§ Schriftliche Übung
Zitiere bitte unverändert alle Zeilen unten, von der Zeile mit „Objective - one point per instance of the blurred“ bis hinunter zur allerletzten Zeile, beide eingeschlossen.

Datensätze zur Punktannotation:
☆ ☆ ☆ ☆ ☆ ☆ ☆

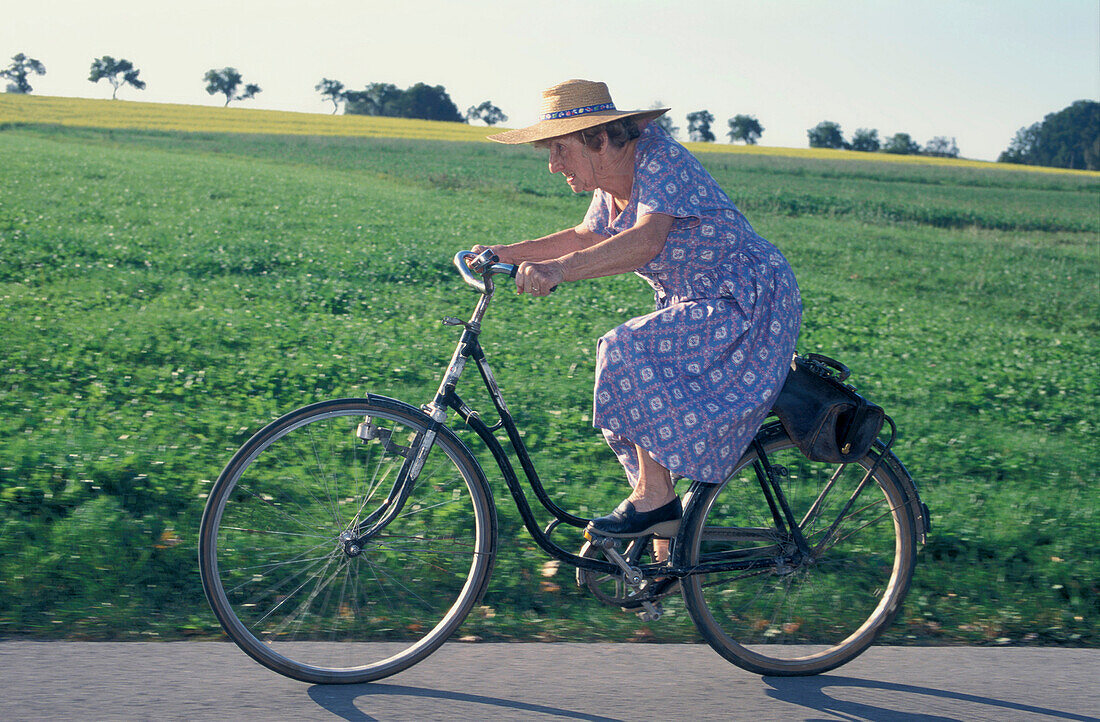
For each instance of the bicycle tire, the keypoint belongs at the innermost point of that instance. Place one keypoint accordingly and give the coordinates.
(784, 619)
(278, 576)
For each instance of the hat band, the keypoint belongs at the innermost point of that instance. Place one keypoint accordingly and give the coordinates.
(578, 111)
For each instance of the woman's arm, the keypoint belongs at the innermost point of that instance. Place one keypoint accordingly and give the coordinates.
(620, 253)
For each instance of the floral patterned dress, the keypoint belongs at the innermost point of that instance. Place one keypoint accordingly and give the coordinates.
(692, 382)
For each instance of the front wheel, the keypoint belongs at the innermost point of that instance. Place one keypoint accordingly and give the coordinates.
(322, 565)
(781, 612)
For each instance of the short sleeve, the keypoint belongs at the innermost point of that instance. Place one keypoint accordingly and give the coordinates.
(671, 181)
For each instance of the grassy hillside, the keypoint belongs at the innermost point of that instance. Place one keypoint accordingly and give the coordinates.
(167, 293)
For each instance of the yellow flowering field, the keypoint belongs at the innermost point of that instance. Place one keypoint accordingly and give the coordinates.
(166, 117)
(86, 112)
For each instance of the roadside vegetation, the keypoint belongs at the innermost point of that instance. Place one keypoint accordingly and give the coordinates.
(168, 290)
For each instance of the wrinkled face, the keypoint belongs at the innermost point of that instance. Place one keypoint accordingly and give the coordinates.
(570, 156)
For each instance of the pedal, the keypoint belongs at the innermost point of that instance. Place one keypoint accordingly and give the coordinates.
(650, 611)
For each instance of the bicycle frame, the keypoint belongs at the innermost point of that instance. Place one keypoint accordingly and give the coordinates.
(785, 535)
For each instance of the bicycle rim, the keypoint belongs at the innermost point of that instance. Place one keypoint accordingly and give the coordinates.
(279, 577)
(801, 616)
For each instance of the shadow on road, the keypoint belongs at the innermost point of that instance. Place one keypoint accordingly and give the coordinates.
(810, 692)
(340, 700)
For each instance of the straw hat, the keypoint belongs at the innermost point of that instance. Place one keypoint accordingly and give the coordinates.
(569, 107)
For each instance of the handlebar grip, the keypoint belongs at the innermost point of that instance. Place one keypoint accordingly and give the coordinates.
(487, 267)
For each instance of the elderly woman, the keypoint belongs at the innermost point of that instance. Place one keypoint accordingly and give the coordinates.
(683, 390)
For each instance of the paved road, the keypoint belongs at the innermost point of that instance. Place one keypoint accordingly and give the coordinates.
(62, 680)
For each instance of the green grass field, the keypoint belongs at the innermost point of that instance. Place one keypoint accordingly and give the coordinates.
(168, 293)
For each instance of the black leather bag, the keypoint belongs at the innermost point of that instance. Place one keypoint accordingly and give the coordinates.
(825, 417)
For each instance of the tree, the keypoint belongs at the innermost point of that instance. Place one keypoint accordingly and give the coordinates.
(226, 81)
(118, 73)
(375, 99)
(21, 67)
(866, 140)
(1067, 139)
(745, 128)
(826, 134)
(422, 101)
(487, 113)
(331, 90)
(901, 144)
(699, 127)
(663, 121)
(429, 102)
(1020, 149)
(942, 146)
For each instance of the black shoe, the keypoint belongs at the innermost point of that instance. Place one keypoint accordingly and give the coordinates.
(625, 522)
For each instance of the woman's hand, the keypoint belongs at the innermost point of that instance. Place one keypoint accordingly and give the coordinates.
(539, 279)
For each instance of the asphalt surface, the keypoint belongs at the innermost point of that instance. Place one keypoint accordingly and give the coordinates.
(211, 680)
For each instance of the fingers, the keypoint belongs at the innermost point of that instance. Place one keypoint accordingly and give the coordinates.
(537, 279)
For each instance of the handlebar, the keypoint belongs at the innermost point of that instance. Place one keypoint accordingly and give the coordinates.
(486, 264)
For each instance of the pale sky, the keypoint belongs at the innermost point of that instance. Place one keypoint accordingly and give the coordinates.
(974, 70)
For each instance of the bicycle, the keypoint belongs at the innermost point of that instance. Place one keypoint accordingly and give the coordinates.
(348, 539)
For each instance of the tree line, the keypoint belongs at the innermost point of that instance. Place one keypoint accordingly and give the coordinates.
(1069, 138)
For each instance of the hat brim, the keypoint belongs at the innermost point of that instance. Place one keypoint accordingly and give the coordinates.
(560, 127)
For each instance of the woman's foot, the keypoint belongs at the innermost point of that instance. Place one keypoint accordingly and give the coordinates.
(626, 521)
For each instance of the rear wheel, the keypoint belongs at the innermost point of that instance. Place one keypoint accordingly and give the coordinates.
(782, 613)
(283, 557)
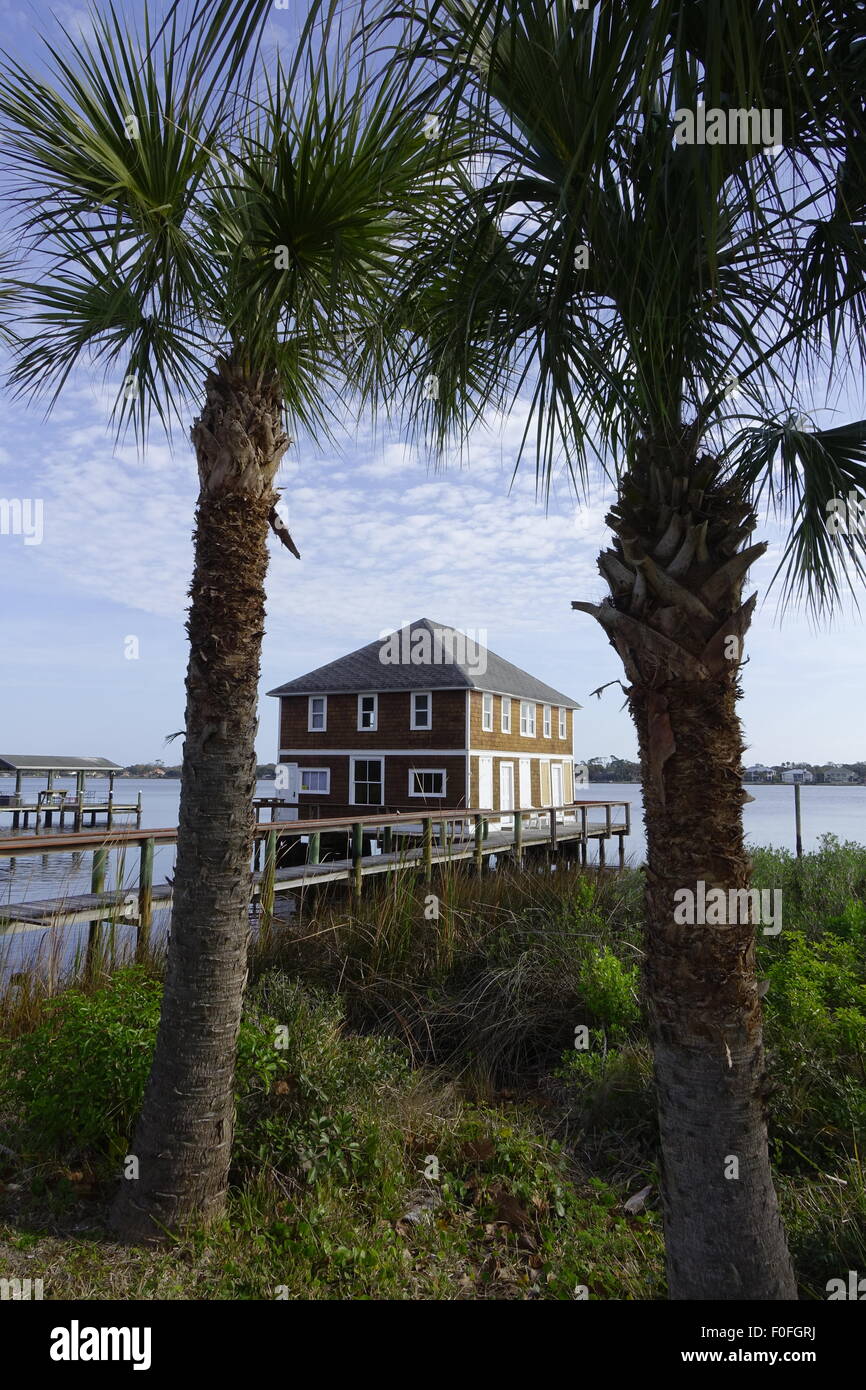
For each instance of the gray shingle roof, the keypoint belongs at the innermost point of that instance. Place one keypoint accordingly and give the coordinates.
(54, 762)
(448, 660)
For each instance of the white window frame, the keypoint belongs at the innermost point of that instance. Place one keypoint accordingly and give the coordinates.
(369, 729)
(435, 772)
(505, 719)
(309, 791)
(323, 727)
(412, 709)
(363, 758)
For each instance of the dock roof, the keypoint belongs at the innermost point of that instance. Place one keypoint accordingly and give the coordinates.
(54, 763)
(370, 669)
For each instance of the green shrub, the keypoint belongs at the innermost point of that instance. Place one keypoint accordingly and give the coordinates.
(72, 1087)
(609, 990)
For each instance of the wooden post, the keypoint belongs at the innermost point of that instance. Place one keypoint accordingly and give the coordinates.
(427, 849)
(142, 937)
(357, 856)
(97, 884)
(266, 891)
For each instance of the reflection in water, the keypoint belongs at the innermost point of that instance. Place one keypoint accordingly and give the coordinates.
(769, 820)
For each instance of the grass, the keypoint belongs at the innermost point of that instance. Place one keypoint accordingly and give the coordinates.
(462, 1105)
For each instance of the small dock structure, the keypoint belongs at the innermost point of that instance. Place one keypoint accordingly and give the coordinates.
(300, 855)
(53, 805)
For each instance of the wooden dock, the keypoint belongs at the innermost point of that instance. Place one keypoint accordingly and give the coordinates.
(405, 841)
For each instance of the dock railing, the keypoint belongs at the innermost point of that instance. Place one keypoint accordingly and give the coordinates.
(414, 840)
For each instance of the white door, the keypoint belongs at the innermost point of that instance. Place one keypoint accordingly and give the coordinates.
(485, 781)
(556, 779)
(526, 783)
(506, 791)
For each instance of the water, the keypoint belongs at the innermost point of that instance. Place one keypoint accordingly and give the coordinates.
(769, 820)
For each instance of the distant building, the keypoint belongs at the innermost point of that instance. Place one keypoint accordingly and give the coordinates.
(838, 776)
(759, 773)
(427, 717)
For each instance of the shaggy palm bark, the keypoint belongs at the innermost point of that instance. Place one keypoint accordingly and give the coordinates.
(184, 1137)
(677, 620)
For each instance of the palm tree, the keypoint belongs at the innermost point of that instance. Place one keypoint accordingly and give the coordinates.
(658, 302)
(225, 250)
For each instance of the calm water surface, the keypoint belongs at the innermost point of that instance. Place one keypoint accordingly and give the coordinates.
(769, 820)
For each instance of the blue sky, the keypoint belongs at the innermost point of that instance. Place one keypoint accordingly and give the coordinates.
(384, 540)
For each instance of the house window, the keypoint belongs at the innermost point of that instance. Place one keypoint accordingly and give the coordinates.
(367, 710)
(487, 713)
(316, 779)
(427, 781)
(527, 717)
(317, 713)
(366, 781)
(421, 715)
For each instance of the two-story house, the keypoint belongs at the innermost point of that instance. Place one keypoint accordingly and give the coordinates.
(427, 716)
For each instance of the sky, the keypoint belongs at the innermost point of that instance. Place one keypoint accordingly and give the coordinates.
(384, 537)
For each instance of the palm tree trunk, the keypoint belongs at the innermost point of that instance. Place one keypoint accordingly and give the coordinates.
(677, 620)
(184, 1136)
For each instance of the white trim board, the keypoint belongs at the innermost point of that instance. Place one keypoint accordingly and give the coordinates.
(371, 752)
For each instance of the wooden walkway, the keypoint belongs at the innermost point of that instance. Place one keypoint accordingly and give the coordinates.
(420, 847)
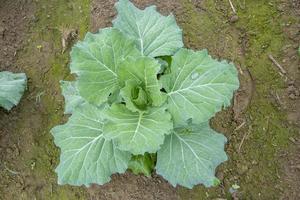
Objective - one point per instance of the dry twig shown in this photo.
(232, 7)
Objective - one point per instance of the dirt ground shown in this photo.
(262, 126)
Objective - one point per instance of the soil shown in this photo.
(262, 126)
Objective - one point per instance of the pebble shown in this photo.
(234, 18)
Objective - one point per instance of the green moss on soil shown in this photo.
(256, 169)
(46, 66)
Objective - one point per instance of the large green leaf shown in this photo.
(154, 34)
(198, 86)
(141, 72)
(86, 156)
(71, 95)
(190, 155)
(137, 132)
(96, 59)
(12, 87)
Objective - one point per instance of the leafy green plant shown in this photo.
(141, 100)
(12, 87)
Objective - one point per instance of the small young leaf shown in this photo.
(137, 132)
(198, 86)
(86, 156)
(154, 34)
(71, 95)
(135, 97)
(141, 72)
(96, 60)
(142, 164)
(190, 158)
(12, 87)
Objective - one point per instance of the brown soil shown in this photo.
(27, 153)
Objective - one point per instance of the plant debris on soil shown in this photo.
(262, 126)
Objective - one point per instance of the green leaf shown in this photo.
(198, 86)
(86, 156)
(142, 164)
(71, 95)
(190, 155)
(137, 132)
(96, 60)
(135, 97)
(154, 34)
(141, 72)
(12, 87)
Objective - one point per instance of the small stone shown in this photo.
(242, 169)
(234, 19)
(292, 139)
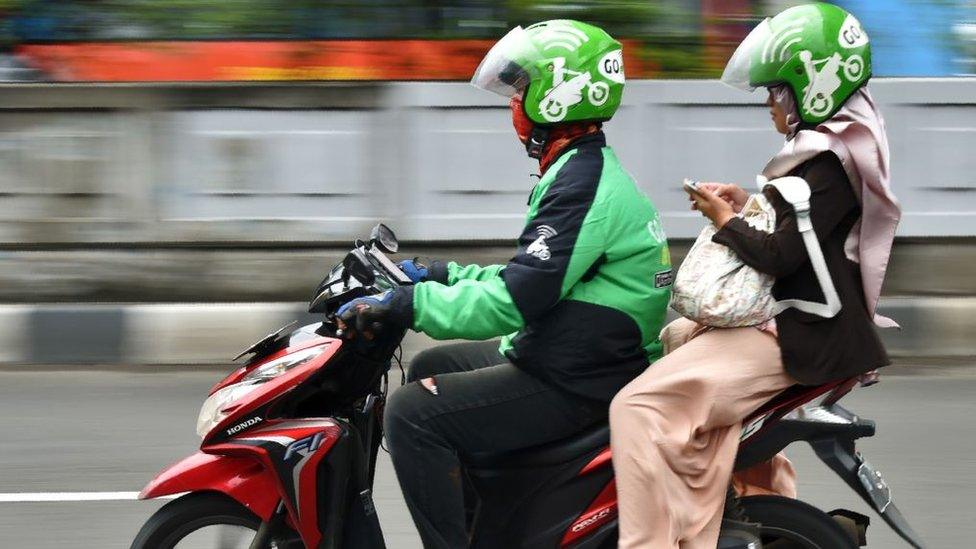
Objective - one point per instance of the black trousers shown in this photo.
(467, 398)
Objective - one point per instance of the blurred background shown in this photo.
(176, 176)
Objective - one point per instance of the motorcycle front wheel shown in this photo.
(203, 520)
(792, 524)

☆ ☆ ☆ ☆ ☆ ☆ ☆

§ Richtige Antwort
Objective - one point per instance of the blurred background shown in this photo.
(176, 176)
Objective - one point per instance of the motorcycle front wheel shown in this photo.
(203, 520)
(792, 524)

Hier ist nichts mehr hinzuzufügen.